→ **WHAT THE TASK REQUIRES**
Can you rewrite the lines below so that every "negative clicks" becomes "negative points" and nothing else changes?

+--

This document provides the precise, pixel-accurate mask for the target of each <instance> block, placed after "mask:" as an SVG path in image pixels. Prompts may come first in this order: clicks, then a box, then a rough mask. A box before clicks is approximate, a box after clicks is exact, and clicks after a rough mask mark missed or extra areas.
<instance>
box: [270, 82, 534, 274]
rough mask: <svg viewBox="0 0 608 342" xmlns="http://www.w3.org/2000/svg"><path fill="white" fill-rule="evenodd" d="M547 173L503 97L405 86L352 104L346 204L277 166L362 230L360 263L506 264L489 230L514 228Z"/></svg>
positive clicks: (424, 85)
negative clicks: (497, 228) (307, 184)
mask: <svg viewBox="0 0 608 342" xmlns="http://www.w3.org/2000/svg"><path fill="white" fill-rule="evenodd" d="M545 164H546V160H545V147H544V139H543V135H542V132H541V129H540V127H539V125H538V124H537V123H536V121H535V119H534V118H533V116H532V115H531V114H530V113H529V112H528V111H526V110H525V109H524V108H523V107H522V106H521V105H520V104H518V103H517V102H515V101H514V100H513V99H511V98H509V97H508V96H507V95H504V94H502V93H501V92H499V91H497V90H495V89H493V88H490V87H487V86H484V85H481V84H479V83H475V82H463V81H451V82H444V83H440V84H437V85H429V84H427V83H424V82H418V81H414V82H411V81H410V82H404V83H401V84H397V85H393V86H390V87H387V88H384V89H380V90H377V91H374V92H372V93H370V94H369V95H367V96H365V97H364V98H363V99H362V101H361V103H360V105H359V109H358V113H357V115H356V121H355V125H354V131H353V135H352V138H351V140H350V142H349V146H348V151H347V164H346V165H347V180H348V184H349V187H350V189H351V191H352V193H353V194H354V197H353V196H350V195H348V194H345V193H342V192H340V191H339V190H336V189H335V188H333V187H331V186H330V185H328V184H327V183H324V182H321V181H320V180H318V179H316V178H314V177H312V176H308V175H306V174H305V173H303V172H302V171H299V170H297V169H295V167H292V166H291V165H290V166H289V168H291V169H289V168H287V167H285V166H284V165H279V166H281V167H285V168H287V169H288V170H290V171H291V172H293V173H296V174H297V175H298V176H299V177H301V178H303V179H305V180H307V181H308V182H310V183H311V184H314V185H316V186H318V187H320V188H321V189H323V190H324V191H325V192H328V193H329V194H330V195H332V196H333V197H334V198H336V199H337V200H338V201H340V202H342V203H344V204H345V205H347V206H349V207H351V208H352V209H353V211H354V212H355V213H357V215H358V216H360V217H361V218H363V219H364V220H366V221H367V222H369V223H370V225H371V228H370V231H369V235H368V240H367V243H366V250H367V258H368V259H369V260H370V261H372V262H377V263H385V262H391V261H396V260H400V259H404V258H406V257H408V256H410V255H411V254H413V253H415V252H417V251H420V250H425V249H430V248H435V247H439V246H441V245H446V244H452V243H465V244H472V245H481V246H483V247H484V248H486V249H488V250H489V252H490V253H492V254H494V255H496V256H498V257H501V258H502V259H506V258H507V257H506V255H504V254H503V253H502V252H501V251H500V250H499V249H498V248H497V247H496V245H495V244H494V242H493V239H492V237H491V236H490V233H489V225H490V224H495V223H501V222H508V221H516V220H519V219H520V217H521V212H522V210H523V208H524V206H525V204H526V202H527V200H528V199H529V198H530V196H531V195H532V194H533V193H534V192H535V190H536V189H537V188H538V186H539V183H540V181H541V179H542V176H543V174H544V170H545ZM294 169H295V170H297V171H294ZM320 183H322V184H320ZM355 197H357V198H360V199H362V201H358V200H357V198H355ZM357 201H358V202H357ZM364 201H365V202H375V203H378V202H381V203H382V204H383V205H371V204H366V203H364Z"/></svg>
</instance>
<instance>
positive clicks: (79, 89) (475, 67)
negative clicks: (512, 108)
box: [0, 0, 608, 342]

+--

→ **RESULT BELOW**
This document provides the precise, pixel-accurate mask for the target of each <instance> block, placed after "mask:" as an SVG path in image pixels. Prompts may come first in this order: clicks, then a box, then a rough mask. A box before clicks is approximate, a box after clicks is exact, and clicks after a rough mask mark missed or extra areas.
<instance>
box: [270, 82, 534, 274]
rough mask: <svg viewBox="0 0 608 342" xmlns="http://www.w3.org/2000/svg"><path fill="white" fill-rule="evenodd" d="M547 173L503 97L405 86L352 104L346 204L277 166L362 230L360 263L506 264L489 230L514 228Z"/></svg>
positive clicks: (424, 85)
negative points: (497, 228) (307, 184)
mask: <svg viewBox="0 0 608 342" xmlns="http://www.w3.org/2000/svg"><path fill="white" fill-rule="evenodd" d="M545 164H546V160H545V147H544V139H543V135H542V132H541V129H540V127H539V125H538V124H537V123H536V121H535V119H534V118H533V116H532V115H531V114H530V113H529V112H528V111H526V110H525V109H524V108H523V107H522V106H521V105H520V104H518V103H517V102H515V101H514V100H513V99H511V98H509V97H508V96H507V95H504V94H502V93H501V92H499V91H497V90H495V89H493V88H490V87H487V86H484V85H481V84H479V83H475V82H463V81H451V82H444V83H440V84H437V85H429V84H427V83H424V82H418V81H414V82H411V81H410V82H404V83H401V84H397V85H393V86H390V87H387V88H384V89H380V90H377V91H374V92H372V93H370V94H369V95H367V96H365V97H364V98H363V99H362V101H361V103H360V105H359V109H358V113H357V115H356V121H355V125H354V131H353V135H352V138H351V140H350V142H349V146H348V151H347V164H346V165H347V180H348V184H349V187H350V189H351V191H352V193H353V194H354V197H353V196H350V195H348V194H345V193H342V192H340V191H339V190H336V189H335V188H333V187H331V186H330V185H328V184H327V183H324V182H321V181H320V180H318V179H316V178H314V177H312V176H308V175H306V174H305V173H303V172H302V171H299V170H297V169H295V167H292V166H291V165H290V166H289V168H291V169H289V168H287V167H285V166H284V165H279V166H281V167H285V168H287V169H288V170H290V171H291V172H293V173H296V174H297V175H298V176H299V177H301V178H303V179H305V180H307V181H308V182H310V183H311V184H314V185H316V186H318V187H320V188H321V189H323V190H324V191H325V192H328V193H329V194H330V195H332V196H333V197H334V198H336V199H337V200H338V201H340V202H342V203H344V204H345V205H347V206H349V207H351V208H352V209H353V211H354V212H355V213H357V215H358V216H360V217H361V218H363V219H364V220H366V221H367V222H369V223H370V225H371V228H370V231H369V235H368V240H367V243H366V250H367V258H368V259H369V260H370V261H372V262H377V263H385V262H391V261H396V260H400V259H404V258H406V257H408V256H410V255H411V254H413V253H415V252H417V251H420V250H425V249H430V248H435V247H439V246H441V245H446V244H452V243H465V244H472V245H481V246H483V247H484V248H486V249H488V250H489V252H490V253H492V254H494V255H496V256H498V257H501V258H502V259H506V258H507V257H506V255H504V254H503V253H502V252H501V251H500V250H499V249H498V248H497V247H496V245H495V244H494V242H493V239H492V237H491V236H490V233H489V225H490V224H495V223H501V222H508V221H516V220H519V219H520V217H521V212H522V210H523V208H524V206H525V204H526V202H527V200H528V199H529V198H530V196H531V195H532V194H533V193H534V192H535V190H536V189H537V188H538V186H539V183H540V181H541V179H542V176H543V174H544V170H545ZM294 169H295V170H297V171H294ZM320 183H322V184H320ZM355 197H357V198H360V199H362V201H358V200H357V198H355ZM357 201H358V202H357ZM364 201H365V202H375V203H378V202H381V203H382V204H383V205H371V204H366V203H364Z"/></svg>
</instance>
<instance>
positive clicks: (79, 89) (475, 67)
negative points: (512, 108)
box: [0, 0, 608, 342]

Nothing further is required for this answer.